- _CHALLENGE_
Locate each line in the listing below that contains the string "gravel", treating uppercase and lowercase letters as distinct, and copy every such line in full.

- _ENTRIES SHOWN_
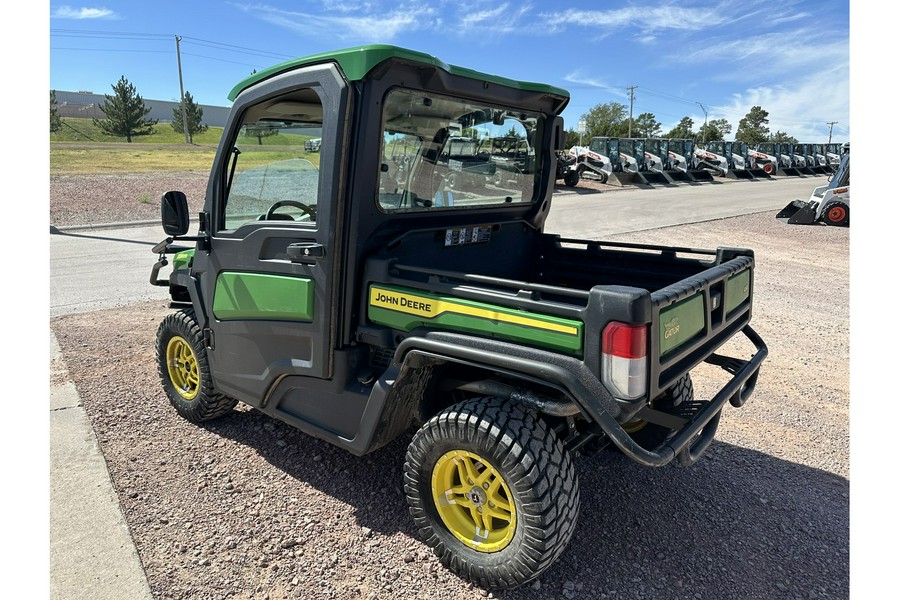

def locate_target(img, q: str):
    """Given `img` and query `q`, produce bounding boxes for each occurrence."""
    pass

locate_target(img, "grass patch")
[50,117,222,145]
[50,145,216,175]
[50,117,319,175]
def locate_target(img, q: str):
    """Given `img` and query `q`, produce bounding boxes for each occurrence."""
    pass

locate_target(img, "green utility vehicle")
[151,46,767,589]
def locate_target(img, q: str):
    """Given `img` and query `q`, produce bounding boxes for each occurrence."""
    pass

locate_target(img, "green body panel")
[368,285,584,354]
[228,44,569,101]
[725,269,750,315]
[213,272,316,321]
[172,248,194,271]
[659,294,706,356]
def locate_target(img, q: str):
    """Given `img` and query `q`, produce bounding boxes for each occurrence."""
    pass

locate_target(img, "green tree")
[94,75,157,143]
[50,90,62,133]
[665,117,697,140]
[768,131,800,144]
[735,106,769,147]
[581,102,628,141]
[697,119,732,142]
[172,92,209,144]
[244,124,278,146]
[631,113,662,138]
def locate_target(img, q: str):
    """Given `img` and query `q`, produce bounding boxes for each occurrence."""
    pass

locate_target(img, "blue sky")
[49,0,850,142]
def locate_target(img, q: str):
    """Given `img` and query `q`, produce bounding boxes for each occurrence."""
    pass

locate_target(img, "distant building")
[56,90,231,127]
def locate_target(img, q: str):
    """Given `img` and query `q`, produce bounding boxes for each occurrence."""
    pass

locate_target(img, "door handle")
[287,242,325,264]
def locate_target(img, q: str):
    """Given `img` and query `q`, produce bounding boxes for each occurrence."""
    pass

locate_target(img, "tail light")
[600,321,647,400]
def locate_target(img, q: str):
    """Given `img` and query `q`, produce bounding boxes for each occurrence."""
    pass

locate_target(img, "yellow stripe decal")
[369,287,578,335]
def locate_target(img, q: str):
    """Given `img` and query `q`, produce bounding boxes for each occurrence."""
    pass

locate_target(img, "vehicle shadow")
[204,410,849,599]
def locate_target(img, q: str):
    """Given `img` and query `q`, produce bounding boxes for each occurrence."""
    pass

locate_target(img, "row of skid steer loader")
[775,142,850,227]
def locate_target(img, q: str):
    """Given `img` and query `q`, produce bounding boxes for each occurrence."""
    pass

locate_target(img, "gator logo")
[663,317,681,339]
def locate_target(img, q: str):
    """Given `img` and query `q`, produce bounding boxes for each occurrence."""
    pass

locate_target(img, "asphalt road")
[50,176,826,317]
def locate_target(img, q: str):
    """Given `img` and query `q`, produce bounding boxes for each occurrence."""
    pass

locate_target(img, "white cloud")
[50,5,119,20]
[563,69,628,98]
[710,65,850,142]
[236,4,435,42]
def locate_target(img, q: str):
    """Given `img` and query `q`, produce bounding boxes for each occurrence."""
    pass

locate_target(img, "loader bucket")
[634,171,672,185]
[606,172,640,187]
[747,168,774,179]
[775,200,816,225]
[689,169,715,181]
[666,171,694,183]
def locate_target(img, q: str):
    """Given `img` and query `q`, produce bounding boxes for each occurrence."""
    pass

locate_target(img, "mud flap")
[775,200,817,225]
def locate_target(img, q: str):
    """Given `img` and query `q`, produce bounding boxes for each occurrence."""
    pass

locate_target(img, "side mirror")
[162,192,190,237]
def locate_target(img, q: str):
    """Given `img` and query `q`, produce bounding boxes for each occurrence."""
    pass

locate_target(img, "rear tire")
[403,398,579,589]
[156,308,238,423]
[822,202,850,227]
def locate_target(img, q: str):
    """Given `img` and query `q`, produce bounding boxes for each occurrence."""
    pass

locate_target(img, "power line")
[50,46,172,54]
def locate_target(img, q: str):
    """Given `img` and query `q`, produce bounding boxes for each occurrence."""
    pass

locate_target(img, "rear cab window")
[378,88,543,213]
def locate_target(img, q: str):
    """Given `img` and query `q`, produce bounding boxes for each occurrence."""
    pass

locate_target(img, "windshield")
[378,89,542,212]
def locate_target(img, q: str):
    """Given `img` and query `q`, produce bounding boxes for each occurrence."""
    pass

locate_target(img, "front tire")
[156,308,237,423]
[403,398,578,589]
[822,202,850,227]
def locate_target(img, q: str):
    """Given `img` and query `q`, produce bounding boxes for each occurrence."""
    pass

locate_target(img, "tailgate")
[648,248,754,398]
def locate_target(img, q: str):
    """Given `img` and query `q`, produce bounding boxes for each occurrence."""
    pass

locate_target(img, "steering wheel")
[264,200,316,221]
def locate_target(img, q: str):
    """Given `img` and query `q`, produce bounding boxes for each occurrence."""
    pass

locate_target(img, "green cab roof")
[228,44,569,101]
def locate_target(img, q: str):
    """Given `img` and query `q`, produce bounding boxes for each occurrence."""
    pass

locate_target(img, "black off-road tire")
[403,398,579,589]
[822,201,850,227]
[612,374,696,450]
[156,308,237,423]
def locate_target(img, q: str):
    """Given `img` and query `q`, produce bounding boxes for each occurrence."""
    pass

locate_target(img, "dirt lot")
[51,193,849,600]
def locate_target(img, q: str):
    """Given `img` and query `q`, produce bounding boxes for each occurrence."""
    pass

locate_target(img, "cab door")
[193,64,349,407]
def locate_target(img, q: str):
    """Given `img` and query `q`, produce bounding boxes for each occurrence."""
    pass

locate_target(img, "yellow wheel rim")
[166,335,200,400]
[431,450,516,552]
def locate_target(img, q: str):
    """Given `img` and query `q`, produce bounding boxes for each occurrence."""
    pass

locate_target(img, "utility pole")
[825,121,837,144]
[626,85,637,137]
[175,35,191,144]
[697,102,709,145]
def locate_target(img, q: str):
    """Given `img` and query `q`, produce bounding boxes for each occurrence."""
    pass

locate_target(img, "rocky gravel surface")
[50,173,208,227]
[51,171,850,600]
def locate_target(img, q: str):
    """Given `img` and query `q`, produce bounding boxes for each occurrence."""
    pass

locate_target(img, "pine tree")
[172,92,209,144]
[50,90,62,133]
[94,75,158,143]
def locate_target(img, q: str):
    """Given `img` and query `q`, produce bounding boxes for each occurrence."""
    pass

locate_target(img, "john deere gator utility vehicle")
[151,46,767,589]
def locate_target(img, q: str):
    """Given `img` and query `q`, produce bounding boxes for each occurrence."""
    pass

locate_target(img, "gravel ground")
[50,173,208,227]
[51,175,850,600]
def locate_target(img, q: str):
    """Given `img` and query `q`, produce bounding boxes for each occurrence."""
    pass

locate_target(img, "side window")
[224,89,323,230]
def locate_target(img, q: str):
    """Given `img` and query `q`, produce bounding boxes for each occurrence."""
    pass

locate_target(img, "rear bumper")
[599,325,769,467]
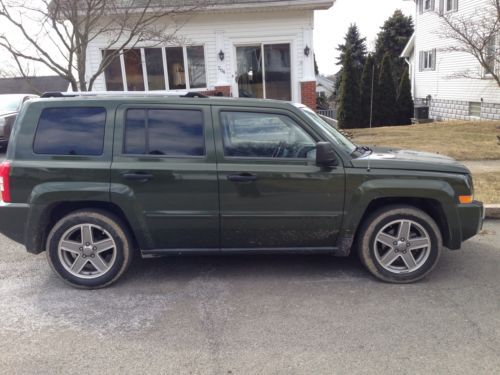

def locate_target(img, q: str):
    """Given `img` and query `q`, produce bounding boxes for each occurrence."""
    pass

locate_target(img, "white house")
[316,75,335,98]
[402,0,500,120]
[87,0,335,108]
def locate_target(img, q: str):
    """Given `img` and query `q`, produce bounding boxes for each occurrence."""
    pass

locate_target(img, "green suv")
[0,94,484,288]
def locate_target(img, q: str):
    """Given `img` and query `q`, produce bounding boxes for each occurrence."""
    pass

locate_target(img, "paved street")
[0,221,500,374]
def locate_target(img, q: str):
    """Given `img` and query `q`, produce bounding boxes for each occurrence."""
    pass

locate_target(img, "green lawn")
[352,122,500,203]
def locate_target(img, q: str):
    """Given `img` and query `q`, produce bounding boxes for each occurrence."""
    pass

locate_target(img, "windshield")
[0,95,24,113]
[301,108,357,154]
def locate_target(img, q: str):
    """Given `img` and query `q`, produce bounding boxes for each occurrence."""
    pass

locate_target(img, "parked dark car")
[0,94,38,148]
[0,94,484,288]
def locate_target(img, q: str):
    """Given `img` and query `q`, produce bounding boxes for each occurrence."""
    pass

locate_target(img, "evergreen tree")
[359,54,377,128]
[397,67,414,125]
[335,24,366,92]
[375,10,415,86]
[373,53,398,126]
[337,49,360,129]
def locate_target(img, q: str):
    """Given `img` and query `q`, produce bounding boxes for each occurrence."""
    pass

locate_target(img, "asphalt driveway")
[0,222,500,374]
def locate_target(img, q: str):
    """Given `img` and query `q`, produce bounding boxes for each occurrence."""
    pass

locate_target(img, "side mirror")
[316,142,337,167]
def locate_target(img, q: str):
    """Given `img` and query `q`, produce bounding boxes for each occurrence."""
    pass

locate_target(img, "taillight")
[0,161,10,203]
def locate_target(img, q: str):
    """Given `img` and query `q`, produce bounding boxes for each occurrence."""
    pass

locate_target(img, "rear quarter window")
[33,107,106,156]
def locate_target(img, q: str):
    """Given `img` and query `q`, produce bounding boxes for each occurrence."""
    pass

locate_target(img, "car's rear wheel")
[358,206,443,283]
[47,210,132,289]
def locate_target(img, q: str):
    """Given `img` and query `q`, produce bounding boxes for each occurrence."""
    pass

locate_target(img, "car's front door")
[111,104,220,250]
[212,107,345,250]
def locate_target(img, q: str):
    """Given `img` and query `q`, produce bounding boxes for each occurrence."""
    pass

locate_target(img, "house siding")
[87,10,314,101]
[412,0,500,120]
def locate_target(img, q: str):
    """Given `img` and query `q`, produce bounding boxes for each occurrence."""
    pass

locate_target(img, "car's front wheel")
[358,206,443,283]
[47,210,132,289]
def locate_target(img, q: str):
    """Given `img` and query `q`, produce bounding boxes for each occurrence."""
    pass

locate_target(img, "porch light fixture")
[304,45,311,56]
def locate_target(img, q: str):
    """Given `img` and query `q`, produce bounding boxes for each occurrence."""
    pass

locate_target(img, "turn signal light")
[0,161,10,203]
[458,195,474,204]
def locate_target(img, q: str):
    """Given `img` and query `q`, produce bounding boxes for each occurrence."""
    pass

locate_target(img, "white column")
[215,30,230,86]
[299,27,316,82]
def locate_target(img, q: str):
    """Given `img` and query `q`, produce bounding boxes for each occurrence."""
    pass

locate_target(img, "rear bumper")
[458,201,485,241]
[0,201,29,245]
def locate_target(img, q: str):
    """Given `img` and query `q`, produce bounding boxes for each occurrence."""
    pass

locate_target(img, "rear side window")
[33,107,106,156]
[123,109,205,157]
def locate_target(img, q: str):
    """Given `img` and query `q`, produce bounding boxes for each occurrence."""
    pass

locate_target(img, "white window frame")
[483,35,500,78]
[469,102,483,120]
[233,39,296,101]
[422,0,435,12]
[419,49,437,72]
[101,43,209,92]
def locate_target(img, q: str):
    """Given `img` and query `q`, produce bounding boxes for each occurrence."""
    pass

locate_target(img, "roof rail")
[41,91,208,98]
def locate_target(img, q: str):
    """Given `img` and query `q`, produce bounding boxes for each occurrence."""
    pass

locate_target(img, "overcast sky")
[314,0,415,75]
[0,0,415,75]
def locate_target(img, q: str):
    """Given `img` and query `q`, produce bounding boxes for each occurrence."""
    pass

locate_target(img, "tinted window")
[124,109,205,156]
[33,108,106,155]
[221,112,316,159]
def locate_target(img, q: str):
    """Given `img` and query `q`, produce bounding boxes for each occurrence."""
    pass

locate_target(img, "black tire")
[46,210,133,289]
[357,205,443,284]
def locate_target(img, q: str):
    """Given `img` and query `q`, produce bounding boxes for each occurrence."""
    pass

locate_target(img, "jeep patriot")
[0,93,484,288]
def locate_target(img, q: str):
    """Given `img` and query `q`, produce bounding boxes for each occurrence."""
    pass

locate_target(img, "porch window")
[102,46,207,91]
[469,102,481,118]
[144,48,165,91]
[166,47,186,90]
[444,0,458,13]
[419,49,436,71]
[187,46,207,89]
[484,36,500,76]
[123,48,145,91]
[102,51,123,91]
[236,44,292,101]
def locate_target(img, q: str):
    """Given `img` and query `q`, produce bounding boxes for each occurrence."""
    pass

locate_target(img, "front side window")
[33,107,106,156]
[123,109,205,157]
[220,112,316,159]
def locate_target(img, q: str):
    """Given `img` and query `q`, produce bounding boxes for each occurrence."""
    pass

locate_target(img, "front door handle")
[227,173,257,182]
[123,173,154,182]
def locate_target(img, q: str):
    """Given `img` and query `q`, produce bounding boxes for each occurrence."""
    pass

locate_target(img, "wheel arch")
[25,201,139,254]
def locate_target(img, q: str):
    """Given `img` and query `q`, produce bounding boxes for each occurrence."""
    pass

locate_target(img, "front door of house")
[236,43,292,101]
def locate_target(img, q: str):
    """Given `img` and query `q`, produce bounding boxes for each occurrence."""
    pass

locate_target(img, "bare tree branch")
[0,0,212,91]
[438,0,500,87]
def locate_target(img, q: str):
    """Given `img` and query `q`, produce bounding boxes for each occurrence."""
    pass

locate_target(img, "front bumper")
[458,201,485,241]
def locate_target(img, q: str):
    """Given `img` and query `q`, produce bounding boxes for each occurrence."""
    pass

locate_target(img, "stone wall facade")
[421,98,500,121]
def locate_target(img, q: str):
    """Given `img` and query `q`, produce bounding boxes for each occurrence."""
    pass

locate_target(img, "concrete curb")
[485,204,500,219]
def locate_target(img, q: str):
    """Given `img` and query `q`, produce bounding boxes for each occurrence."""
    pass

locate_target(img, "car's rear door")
[213,106,345,250]
[111,104,219,250]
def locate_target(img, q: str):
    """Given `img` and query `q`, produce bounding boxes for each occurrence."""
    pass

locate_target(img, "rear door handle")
[227,173,257,182]
[123,173,154,182]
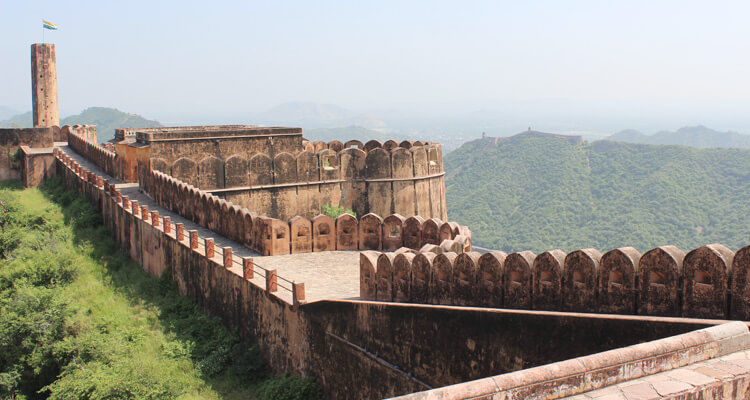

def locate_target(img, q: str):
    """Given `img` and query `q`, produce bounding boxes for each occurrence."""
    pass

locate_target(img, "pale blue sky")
[0,0,750,133]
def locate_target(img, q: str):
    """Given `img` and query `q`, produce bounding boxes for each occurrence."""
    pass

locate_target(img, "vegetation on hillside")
[0,179,320,399]
[0,107,161,143]
[445,135,750,252]
[607,125,750,148]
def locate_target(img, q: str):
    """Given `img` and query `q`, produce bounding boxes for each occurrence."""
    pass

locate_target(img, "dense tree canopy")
[445,135,750,252]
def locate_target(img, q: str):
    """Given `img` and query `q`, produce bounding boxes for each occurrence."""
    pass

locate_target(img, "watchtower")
[31,43,60,128]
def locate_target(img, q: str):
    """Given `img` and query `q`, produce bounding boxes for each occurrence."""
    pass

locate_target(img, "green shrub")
[258,374,323,400]
[323,204,357,219]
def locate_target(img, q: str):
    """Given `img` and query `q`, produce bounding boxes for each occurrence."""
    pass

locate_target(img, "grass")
[0,179,320,399]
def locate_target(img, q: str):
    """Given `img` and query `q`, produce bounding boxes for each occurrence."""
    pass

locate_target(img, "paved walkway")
[565,351,750,400]
[58,144,359,304]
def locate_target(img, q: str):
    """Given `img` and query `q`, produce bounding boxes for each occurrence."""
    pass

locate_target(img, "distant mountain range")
[0,107,161,143]
[606,125,750,148]
[444,131,750,252]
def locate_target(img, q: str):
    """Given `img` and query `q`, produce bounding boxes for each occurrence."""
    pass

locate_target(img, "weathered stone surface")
[403,216,424,250]
[453,252,481,306]
[359,213,383,250]
[597,247,641,314]
[198,156,224,189]
[730,246,750,321]
[503,251,536,310]
[257,217,290,256]
[638,246,685,317]
[422,218,443,246]
[562,249,602,312]
[440,222,458,242]
[476,251,508,308]
[393,253,414,303]
[532,249,565,311]
[383,214,406,251]
[336,214,365,250]
[375,253,395,301]
[289,215,313,254]
[430,253,458,304]
[250,153,273,186]
[411,253,437,304]
[682,244,734,319]
[365,148,393,215]
[31,43,60,127]
[225,154,250,187]
[363,139,383,153]
[383,139,398,151]
[312,214,336,251]
[359,251,378,300]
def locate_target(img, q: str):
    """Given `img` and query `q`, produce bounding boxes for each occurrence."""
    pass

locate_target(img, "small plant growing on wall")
[10,147,21,169]
[323,204,357,219]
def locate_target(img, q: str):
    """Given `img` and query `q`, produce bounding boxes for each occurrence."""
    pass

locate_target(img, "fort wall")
[149,138,448,221]
[360,244,750,321]
[0,127,54,181]
[138,167,462,255]
[56,150,717,399]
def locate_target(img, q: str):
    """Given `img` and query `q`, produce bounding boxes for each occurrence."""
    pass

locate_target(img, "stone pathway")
[565,351,750,400]
[58,144,359,304]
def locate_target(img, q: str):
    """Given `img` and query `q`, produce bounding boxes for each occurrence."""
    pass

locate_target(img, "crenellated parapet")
[150,136,447,220]
[139,168,471,255]
[360,244,750,321]
[65,130,120,176]
[54,148,305,307]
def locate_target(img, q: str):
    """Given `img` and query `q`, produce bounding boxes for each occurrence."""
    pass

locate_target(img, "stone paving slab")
[58,144,359,304]
[565,350,750,400]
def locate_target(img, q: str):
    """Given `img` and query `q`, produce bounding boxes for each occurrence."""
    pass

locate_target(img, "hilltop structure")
[0,45,750,399]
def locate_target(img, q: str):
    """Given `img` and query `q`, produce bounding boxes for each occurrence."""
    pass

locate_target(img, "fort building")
[0,45,750,399]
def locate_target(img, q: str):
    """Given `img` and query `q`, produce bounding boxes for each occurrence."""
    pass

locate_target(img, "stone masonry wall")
[138,166,471,255]
[56,151,715,399]
[0,127,54,181]
[360,244,750,321]
[150,137,448,221]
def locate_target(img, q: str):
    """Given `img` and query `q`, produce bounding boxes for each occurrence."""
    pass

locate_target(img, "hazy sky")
[0,0,750,133]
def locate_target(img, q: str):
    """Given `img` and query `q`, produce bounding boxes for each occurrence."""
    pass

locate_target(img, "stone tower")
[31,43,60,127]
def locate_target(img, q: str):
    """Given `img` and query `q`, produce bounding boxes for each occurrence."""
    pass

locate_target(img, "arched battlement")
[362,244,750,320]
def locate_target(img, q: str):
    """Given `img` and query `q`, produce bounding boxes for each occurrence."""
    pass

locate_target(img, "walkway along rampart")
[55,145,750,399]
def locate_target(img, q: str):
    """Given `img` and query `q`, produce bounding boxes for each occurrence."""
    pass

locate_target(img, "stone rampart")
[55,150,740,399]
[360,240,750,321]
[0,127,55,181]
[138,168,464,255]
[150,140,447,221]
[60,124,97,143]
[66,128,120,176]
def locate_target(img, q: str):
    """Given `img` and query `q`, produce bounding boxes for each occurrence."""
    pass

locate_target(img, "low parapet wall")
[68,128,120,176]
[55,150,740,399]
[398,322,750,400]
[150,141,447,220]
[360,244,750,321]
[139,168,471,255]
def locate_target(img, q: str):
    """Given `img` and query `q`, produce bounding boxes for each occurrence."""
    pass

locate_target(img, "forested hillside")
[607,125,750,148]
[0,107,161,143]
[0,178,320,400]
[445,135,750,252]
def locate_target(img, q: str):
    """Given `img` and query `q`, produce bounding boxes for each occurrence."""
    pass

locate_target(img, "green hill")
[0,107,161,143]
[607,125,750,148]
[445,134,750,252]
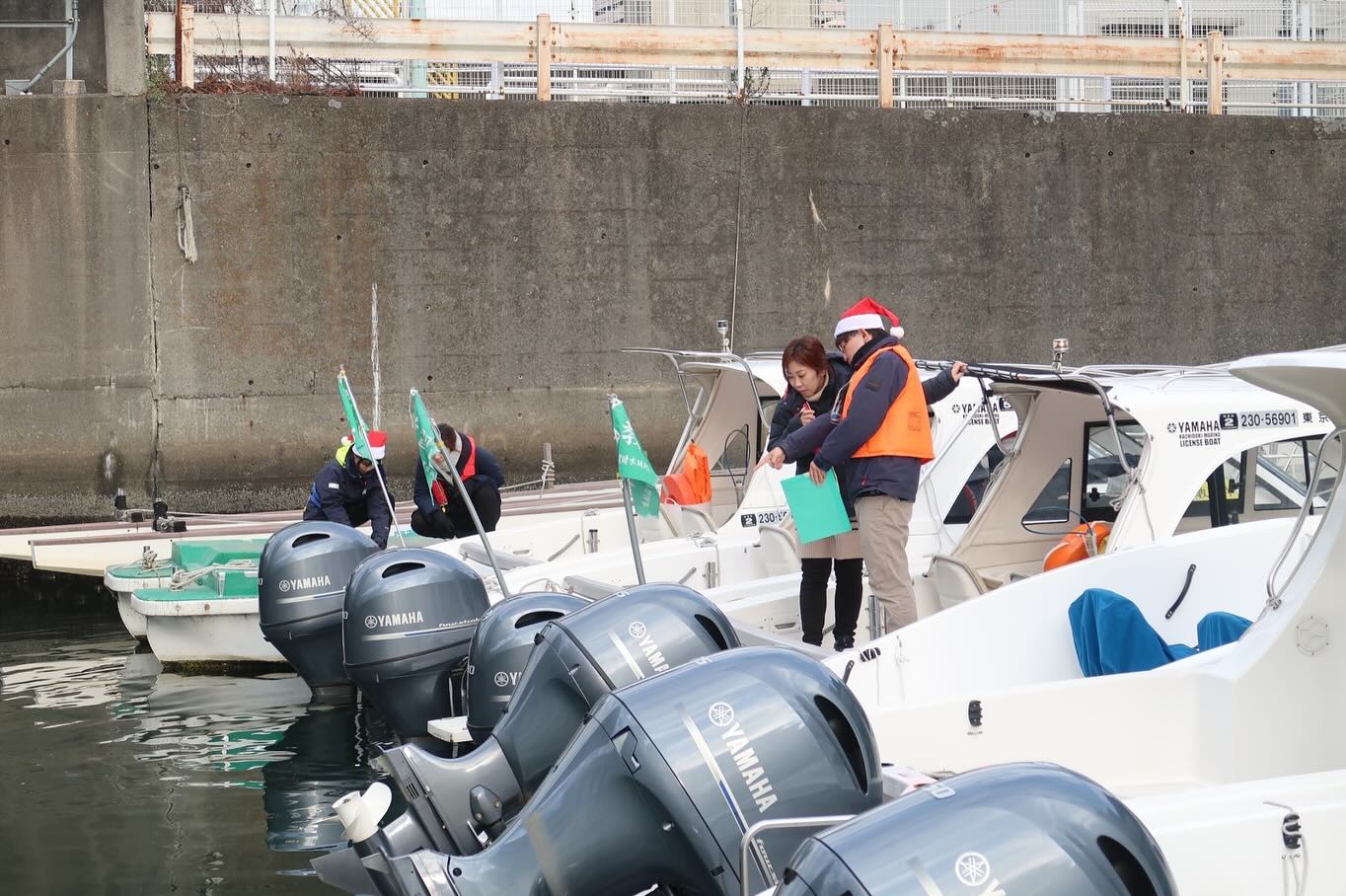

- _SOLUTION_
locate_target(img, "rocky gravel surface")
locate_target(img, "gravel ground")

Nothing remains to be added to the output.